- Task directions:
Write out, word for word, the lines below starting at the line with "the white building" up to and including the last line. Leave any pictures out.

++++ The input ++++

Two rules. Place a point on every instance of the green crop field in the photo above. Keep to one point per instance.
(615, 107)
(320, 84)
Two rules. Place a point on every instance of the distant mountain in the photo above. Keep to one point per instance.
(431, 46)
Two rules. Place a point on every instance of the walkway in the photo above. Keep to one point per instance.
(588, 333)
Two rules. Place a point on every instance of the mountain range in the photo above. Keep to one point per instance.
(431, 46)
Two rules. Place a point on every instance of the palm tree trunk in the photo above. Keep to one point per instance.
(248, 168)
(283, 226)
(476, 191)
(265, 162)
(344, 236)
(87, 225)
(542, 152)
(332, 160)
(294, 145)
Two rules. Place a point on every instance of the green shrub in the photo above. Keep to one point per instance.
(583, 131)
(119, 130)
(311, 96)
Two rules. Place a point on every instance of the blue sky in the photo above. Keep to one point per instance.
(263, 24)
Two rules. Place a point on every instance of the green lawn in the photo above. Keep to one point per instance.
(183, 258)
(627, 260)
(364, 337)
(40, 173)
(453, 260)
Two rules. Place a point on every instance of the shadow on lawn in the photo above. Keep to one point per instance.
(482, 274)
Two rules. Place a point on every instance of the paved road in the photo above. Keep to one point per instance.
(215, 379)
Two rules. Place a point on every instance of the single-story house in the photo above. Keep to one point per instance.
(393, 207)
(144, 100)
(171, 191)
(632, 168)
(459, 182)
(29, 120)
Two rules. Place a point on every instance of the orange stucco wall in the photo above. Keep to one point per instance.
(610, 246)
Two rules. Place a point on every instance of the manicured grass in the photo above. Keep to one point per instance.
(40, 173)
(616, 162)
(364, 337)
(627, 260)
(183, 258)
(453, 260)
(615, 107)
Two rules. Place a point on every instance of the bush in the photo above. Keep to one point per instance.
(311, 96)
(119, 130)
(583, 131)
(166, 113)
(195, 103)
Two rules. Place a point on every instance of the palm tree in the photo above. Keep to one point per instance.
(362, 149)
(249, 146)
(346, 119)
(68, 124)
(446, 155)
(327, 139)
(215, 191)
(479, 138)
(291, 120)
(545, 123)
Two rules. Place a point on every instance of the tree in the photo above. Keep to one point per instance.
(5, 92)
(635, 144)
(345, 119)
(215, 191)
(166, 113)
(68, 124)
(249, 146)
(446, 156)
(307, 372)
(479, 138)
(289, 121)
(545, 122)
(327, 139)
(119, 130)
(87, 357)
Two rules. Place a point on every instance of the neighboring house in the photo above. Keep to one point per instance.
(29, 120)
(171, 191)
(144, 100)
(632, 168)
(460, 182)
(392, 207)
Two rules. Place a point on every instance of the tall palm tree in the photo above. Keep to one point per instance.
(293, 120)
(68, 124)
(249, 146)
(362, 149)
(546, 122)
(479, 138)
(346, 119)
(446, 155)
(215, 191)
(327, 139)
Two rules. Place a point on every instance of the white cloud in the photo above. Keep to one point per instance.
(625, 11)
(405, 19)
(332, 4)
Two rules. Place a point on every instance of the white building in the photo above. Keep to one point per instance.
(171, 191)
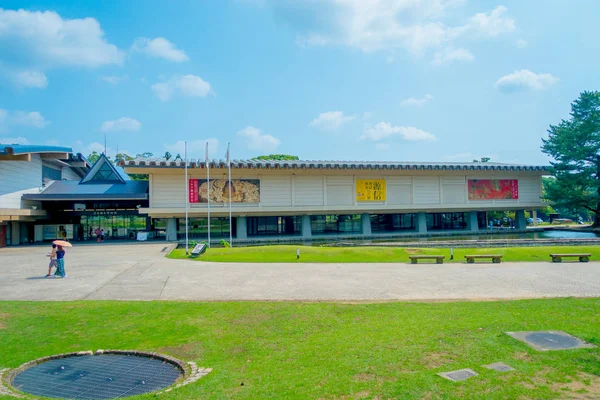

++++

- Correct output:
Two rules. Place a point on every instance of the white building in the photo above. Keep to one point per instance.
(171, 191)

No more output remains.